→ **What you need to do**:
(a) According to the page on HIV and cannabis, how many outpatients of the HIV referral center were interviewed in the study?
(b) Decide whether each statement agrees with the page on HIV and cannabis, answering yes or no and quoting the words that decide it: (i) agreement between self-report and urinalysis was higher for cocaine than for cannabis; (ii) the study was carried out at a treatment center in Argentina; (iii) the Severity of Dependence Scale properly predicted positive cannabis urinalysis results.

→ **Selected excerpt**:
-------------------------

HIV and cannabis
Type of Spiritual Experience
I know exactly how the medical profession and those responsible for drug legislation will read this - oh yes they will say, drug use and HIV are linked, and no doubt they will also say something to the effect 'well of course it all goes with that type of person........'
But that is not at all how I read it.
I read it that these poor people are self medicating and it must work because they are self medicating on a continuous basis. Cocaine and cannabis help HIV sufferers. They stop their HIV treatments because that isn't working or the side effects are too unpleasant to want to continue whereas the side effects of cannabis are negligible.
The symptoms described 'impairment of physical and mental health, low health related quality of life' are to be expected from those with HIV, they have nothing to do with the drugs.
Remember that cocaine was once used extensively for pain relief and cannabis is used for the same reasons today.
A description of the experience
Curr HIV Res. 2012 Dec;10(8):708-12. Monitoring drug use among HIV/AIDS patients in Brazil: should we combine self-report and urinalysis? Malbergier A1, do Amaral RA, Cardoso LR, Castel S.
Illicit drug use in HIV-infected patients can be linked to impairment of physical and mental health, low health related quality of life, and suboptimal adherence to HIV treatment.
This study aimed to evaluate the correlation of self report illicit drug use, urinalysis for cocaine and cannabis metabolites, and severity of dependence among HIV-infected patients on antiretroviral therapy (ART) in a treatment center in Brazil.
Four hundred and thirty-eight outpatients of an HIV referral center were interviewed and assessed for drug use (lifetime, last year and last month).
Urinalysis was performed to detect the presence of cocaine and cannabis metabolites in urine samples.
Overall agreement between self report and urinalysis was almost 68% for cannabis and higher than 85% for cocaine. Positive urinalysis was significantly associated with more than once a week cannabis (p< .0001) and cocaine (p< .0001) use during the last-month.
Severity of Dependence Scale (SDS) properly predicted positive cocaine urinalysis results (area under the curve [AUC] = .81, p = .0001).
Frequency of cannabis and cocaine use, SDS score degree and positive urinalysis for both drugs were correlated.
Our findings suggest that positive self-report is a reliable predictor of positive urine sample both for cannabis and cocaine, but since the agreement was not perfect, there is a role for urine drug screening in the care of patients with HIV-related conditions.

-------------------------

Dataset items:
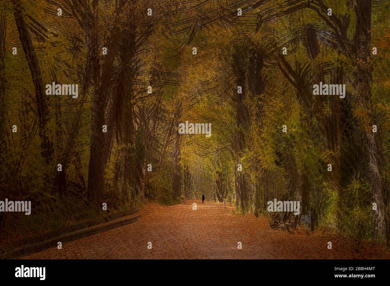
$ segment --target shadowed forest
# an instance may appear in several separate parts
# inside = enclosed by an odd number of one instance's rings
[[[29,215],[0,205],[0,253],[138,209],[126,233],[157,233],[143,216],[179,224],[193,203],[199,219],[225,214],[228,234],[284,237],[264,220],[275,199],[315,212],[333,241],[390,247],[388,0],[1,0],[0,11],[0,201],[31,202]],[[323,243],[299,227],[301,243]],[[324,239],[305,257],[336,257],[319,254]],[[165,251],[115,257],[182,255]]]

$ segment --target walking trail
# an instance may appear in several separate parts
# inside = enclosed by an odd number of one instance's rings
[[[390,258],[388,250],[369,242],[356,244],[321,229],[314,233],[271,229],[264,216],[235,214],[234,209],[200,201],[169,207],[148,204],[133,223],[22,258]],[[332,249],[328,249],[329,241]],[[238,249],[239,242],[242,249]]]

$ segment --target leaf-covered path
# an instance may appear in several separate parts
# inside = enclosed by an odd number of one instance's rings
[[[192,209],[193,203],[197,209]],[[355,244],[318,230],[272,230],[267,219],[234,214],[229,205],[199,201],[147,204],[136,222],[23,258],[389,258],[370,242]],[[327,248],[332,242],[332,249]],[[148,249],[148,242],[152,248]],[[238,249],[241,242],[242,249]]]

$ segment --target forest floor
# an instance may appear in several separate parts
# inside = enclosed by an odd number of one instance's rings
[[[168,207],[147,204],[133,223],[22,258],[390,258],[390,251],[370,242],[357,244],[321,229],[313,233],[271,229],[266,218],[235,214],[233,209],[199,201]],[[329,241],[332,249],[327,248]],[[238,249],[239,242],[242,249]]]

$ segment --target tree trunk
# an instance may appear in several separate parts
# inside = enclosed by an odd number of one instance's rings
[[[353,87],[358,100],[368,147],[371,188],[376,203],[376,228],[380,239],[390,246],[388,218],[389,184],[386,177],[385,167],[381,139],[381,130],[372,132],[372,126],[378,125],[372,105],[371,84],[372,76],[371,60],[371,0],[356,0],[354,8],[356,24],[354,46],[356,62],[353,72]]]
[[[42,77],[39,64],[35,54],[34,46],[23,15],[20,3],[18,0],[13,0],[14,15],[16,23],[19,38],[23,47],[26,59],[28,64],[32,81],[35,88],[39,124],[39,135],[41,138],[41,146],[42,156],[46,163],[51,161],[53,154],[52,143],[48,135],[47,123],[49,111],[46,102],[46,96],[43,88]]]

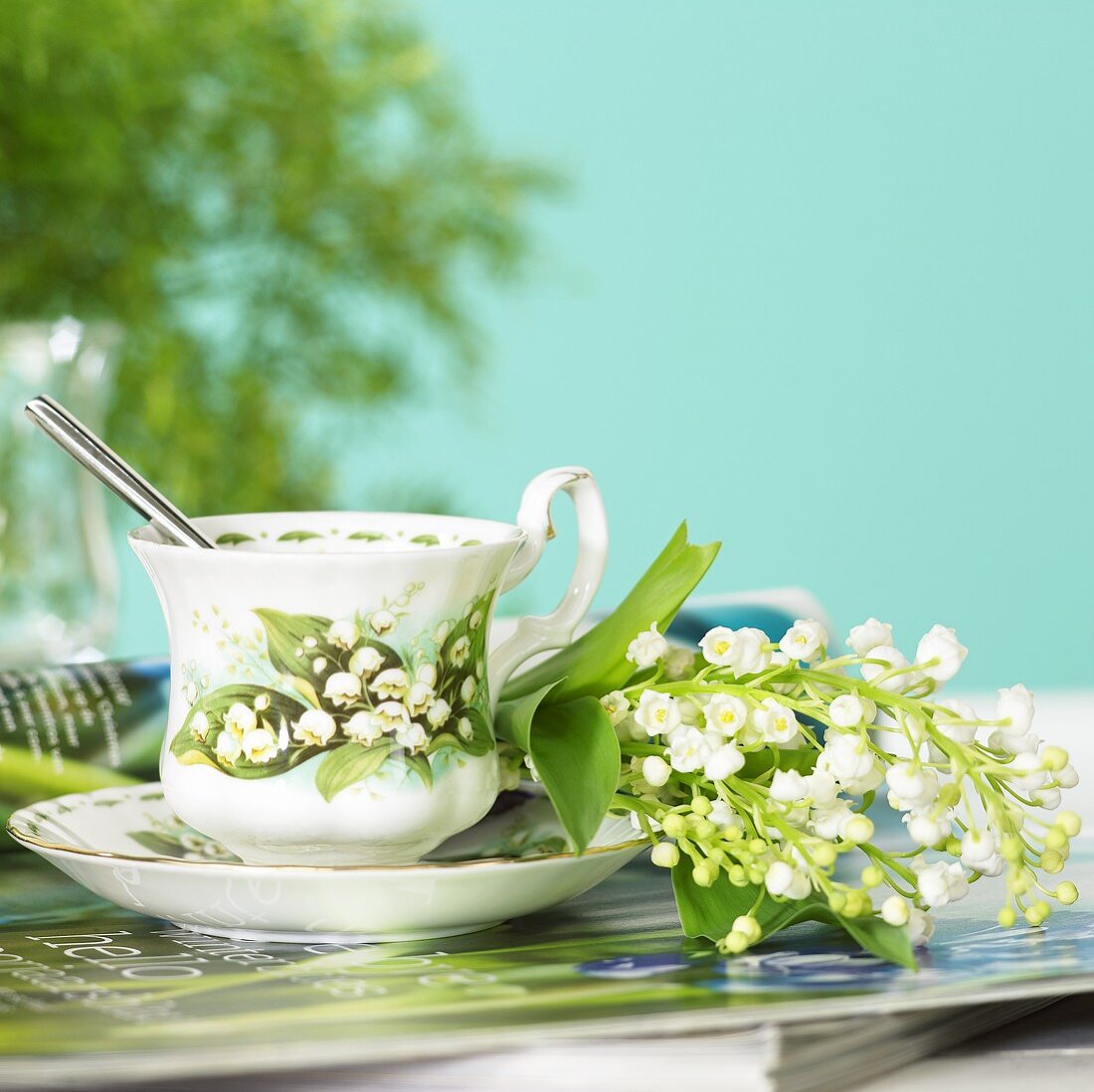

-------------------------

→ **Answer section**:
(a) Four hundred and thirty-eight outpatients were interviewed.

(b)
(i) Yes: "Overall agreement between self report and urinalysis was almost 68% for cannabis and higher than 85% for cocaine."
(ii) No: "among HIV-infected patients on antiretroviral therapy (ART) in a treatment center in Brazil."
(iii) No: "Severity of Dependence Scale (SDS) properly predicted positive cocaine urinalysis results"